● EXERCISE DETAILS:
Look for the line containing "Query: swimming pool" in the records below. Then output it and all the lines that follow, exactly and without any others.

● Dataset entries:

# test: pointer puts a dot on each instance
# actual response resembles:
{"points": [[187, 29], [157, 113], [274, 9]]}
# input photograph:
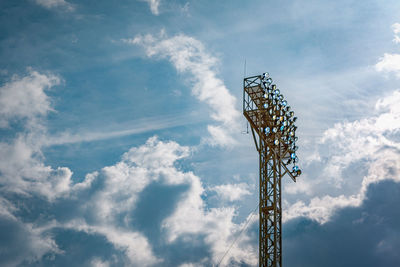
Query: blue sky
{"points": [[122, 141]]}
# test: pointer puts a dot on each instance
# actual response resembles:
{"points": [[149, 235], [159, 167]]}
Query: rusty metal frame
{"points": [[273, 161]]}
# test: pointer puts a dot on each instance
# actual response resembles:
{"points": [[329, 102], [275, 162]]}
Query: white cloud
{"points": [[391, 62], [373, 143], [155, 161], [96, 262], [134, 244], [111, 204], [232, 192], [189, 55], [22, 169], [154, 4], [25, 97], [52, 4]]}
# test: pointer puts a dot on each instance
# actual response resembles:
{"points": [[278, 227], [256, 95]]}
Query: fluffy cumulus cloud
{"points": [[391, 62], [232, 192], [350, 157], [370, 146], [109, 203], [25, 97], [367, 235], [189, 55]]}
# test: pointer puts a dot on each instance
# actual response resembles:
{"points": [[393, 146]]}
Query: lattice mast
{"points": [[273, 129]]}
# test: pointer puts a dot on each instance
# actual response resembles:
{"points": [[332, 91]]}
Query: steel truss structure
{"points": [[273, 130]]}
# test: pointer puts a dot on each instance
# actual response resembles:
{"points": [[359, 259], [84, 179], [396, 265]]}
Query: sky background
{"points": [[122, 140]]}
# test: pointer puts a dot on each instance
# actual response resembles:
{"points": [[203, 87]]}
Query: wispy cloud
{"points": [[154, 4], [56, 4], [189, 55], [141, 126], [391, 62], [371, 144]]}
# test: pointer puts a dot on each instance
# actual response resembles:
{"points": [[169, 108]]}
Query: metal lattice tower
{"points": [[273, 130]]}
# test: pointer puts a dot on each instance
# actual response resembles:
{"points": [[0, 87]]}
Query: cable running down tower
{"points": [[274, 133]]}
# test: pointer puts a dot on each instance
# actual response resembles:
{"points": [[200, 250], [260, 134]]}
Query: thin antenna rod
{"points": [[244, 77]]}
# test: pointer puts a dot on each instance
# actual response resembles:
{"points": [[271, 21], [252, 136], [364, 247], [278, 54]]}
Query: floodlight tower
{"points": [[273, 129]]}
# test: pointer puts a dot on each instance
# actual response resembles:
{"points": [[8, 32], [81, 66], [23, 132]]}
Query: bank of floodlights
{"points": [[280, 127]]}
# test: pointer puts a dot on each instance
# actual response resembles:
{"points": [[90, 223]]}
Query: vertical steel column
{"points": [[272, 127]]}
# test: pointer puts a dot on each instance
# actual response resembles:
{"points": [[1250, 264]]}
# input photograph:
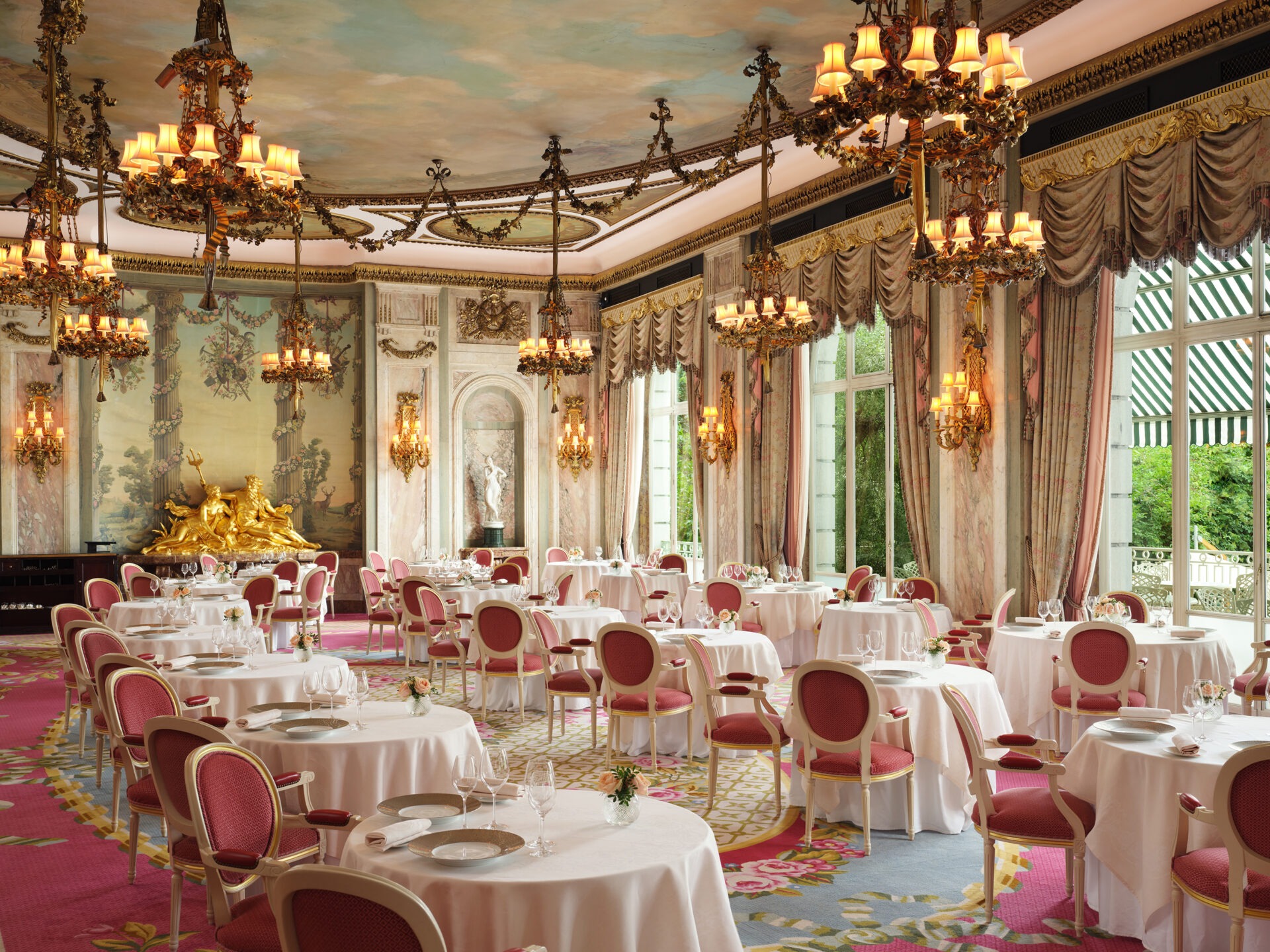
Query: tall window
{"points": [[857, 512], [671, 492], [1185, 517]]}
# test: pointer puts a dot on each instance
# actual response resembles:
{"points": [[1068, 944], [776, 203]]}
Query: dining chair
{"points": [[836, 713], [379, 610], [1101, 663], [1236, 875], [130, 697], [1029, 815], [239, 824], [502, 633], [757, 730], [168, 743], [566, 682], [507, 571], [632, 664], [728, 593], [331, 563], [99, 594], [1136, 603]]}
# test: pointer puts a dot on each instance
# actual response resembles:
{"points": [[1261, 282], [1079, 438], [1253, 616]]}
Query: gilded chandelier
{"points": [[556, 353], [208, 168], [767, 321]]}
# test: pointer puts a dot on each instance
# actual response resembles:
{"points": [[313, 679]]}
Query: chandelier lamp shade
{"points": [[210, 168]]}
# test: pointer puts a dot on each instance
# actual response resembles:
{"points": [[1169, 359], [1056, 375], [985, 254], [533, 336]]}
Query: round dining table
{"points": [[1133, 786], [1021, 659], [788, 615], [262, 680], [943, 800], [653, 885], [843, 626], [356, 770]]}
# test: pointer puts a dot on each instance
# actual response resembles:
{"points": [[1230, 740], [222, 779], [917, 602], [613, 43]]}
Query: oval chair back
{"points": [[1136, 603], [508, 571], [323, 908]]}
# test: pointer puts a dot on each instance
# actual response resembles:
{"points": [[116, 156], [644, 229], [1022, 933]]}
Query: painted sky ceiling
{"points": [[371, 92]]}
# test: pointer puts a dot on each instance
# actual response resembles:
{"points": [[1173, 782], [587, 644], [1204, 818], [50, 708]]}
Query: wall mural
{"points": [[201, 387]]}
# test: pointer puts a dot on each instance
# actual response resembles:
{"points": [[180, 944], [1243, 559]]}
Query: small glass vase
{"points": [[618, 814]]}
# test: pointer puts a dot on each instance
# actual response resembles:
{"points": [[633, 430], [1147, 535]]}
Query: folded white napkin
{"points": [[259, 719], [397, 834], [1146, 714], [1185, 744]]}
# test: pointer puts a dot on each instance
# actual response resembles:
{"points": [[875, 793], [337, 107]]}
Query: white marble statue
{"points": [[493, 489]]}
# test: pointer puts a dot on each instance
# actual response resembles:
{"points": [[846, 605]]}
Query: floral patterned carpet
{"points": [[64, 869]]}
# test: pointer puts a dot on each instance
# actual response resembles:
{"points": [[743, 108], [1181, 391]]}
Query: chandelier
{"points": [[556, 353], [210, 168], [38, 444], [299, 362], [46, 270], [408, 448], [766, 323], [574, 448]]}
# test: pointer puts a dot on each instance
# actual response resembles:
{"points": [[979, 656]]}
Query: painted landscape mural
{"points": [[200, 391]]}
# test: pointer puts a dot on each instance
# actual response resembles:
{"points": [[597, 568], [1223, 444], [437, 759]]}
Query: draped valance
{"points": [[654, 333]]}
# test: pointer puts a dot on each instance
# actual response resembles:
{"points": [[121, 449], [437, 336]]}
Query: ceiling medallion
{"points": [[208, 168]]}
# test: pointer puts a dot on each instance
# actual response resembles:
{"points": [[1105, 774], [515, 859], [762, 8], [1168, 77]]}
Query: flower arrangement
{"points": [[622, 783]]}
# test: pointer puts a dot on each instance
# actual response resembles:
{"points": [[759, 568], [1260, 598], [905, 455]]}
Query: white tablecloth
{"points": [[1020, 658], [356, 770], [275, 678], [943, 799], [1134, 787], [206, 611], [845, 625], [786, 617], [653, 885]]}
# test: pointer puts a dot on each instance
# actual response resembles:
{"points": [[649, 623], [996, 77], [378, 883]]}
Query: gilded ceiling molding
{"points": [[1217, 111], [874, 226], [675, 296], [1180, 41]]}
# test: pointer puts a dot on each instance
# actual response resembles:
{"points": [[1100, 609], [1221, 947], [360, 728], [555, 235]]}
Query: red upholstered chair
{"points": [[564, 682], [728, 593], [760, 730], [501, 631], [331, 563], [99, 594], [1235, 876], [1033, 816], [239, 825], [169, 742], [1136, 603], [630, 660], [379, 610], [837, 711], [1101, 663]]}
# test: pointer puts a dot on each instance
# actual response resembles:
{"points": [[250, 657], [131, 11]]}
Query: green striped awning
{"points": [[1220, 372]]}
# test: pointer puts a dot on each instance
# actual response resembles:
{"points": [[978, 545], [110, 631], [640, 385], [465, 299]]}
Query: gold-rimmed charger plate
{"points": [[466, 847]]}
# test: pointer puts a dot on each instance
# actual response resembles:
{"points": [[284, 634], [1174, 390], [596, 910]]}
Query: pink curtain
{"points": [[1096, 460], [799, 471]]}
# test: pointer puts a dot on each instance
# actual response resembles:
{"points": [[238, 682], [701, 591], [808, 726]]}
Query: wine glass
{"points": [[465, 775], [540, 790], [312, 684], [495, 771]]}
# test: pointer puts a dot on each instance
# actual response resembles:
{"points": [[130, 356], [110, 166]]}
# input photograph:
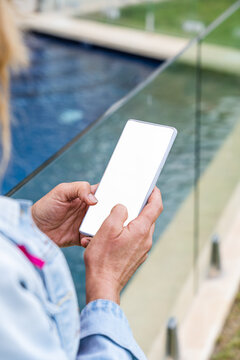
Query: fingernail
{"points": [[92, 198]]}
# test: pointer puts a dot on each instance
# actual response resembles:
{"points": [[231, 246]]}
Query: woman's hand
{"points": [[60, 213], [115, 252]]}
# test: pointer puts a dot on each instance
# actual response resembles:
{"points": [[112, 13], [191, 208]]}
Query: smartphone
{"points": [[131, 173]]}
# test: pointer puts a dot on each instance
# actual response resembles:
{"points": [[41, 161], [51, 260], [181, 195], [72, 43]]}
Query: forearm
{"points": [[97, 288]]}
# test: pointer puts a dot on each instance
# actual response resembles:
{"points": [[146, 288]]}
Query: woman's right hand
{"points": [[113, 255]]}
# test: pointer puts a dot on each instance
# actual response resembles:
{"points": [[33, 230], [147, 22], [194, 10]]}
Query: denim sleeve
{"points": [[105, 334]]}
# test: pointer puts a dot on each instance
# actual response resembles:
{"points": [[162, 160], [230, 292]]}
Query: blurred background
{"points": [[93, 65]]}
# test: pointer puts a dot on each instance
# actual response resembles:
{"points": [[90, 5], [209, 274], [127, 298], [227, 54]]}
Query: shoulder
{"points": [[15, 269]]}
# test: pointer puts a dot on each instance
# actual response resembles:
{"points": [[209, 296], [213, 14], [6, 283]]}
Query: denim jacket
{"points": [[38, 306]]}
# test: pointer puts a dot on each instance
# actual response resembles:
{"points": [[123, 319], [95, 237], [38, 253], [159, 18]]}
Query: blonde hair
{"points": [[13, 55]]}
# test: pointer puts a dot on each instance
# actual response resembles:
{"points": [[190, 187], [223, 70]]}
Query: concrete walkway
{"points": [[138, 42], [114, 37]]}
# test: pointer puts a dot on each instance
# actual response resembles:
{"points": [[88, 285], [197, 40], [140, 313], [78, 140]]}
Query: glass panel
{"points": [[171, 262], [220, 134], [203, 104]]}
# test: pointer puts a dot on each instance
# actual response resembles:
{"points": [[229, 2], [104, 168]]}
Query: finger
{"points": [[114, 223], [150, 212], [85, 242], [78, 189], [153, 208]]}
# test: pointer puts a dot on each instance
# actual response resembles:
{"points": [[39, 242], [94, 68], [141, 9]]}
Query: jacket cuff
{"points": [[106, 318]]}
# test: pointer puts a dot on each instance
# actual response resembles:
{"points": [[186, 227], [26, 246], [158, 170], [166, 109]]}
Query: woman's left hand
{"points": [[60, 213]]}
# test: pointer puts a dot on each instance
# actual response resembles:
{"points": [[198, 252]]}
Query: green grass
{"points": [[228, 344], [170, 16]]}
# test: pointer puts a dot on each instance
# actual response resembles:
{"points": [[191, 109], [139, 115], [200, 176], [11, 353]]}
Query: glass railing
{"points": [[198, 92]]}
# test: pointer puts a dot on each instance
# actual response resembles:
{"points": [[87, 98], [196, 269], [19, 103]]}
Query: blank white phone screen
{"points": [[131, 173]]}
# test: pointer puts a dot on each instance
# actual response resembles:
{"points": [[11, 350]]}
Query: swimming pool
{"points": [[67, 87]]}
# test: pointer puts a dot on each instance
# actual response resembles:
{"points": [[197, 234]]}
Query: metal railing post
{"points": [[215, 258], [172, 345]]}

● RESPONSE FOR THIS EXERCISE:
Query: swimming pool
{"points": [[67, 87]]}
# test: pointer puts a dot on each instance
# actual response resembles:
{"points": [[197, 234]]}
Query: metal railing post
{"points": [[215, 258], [172, 345]]}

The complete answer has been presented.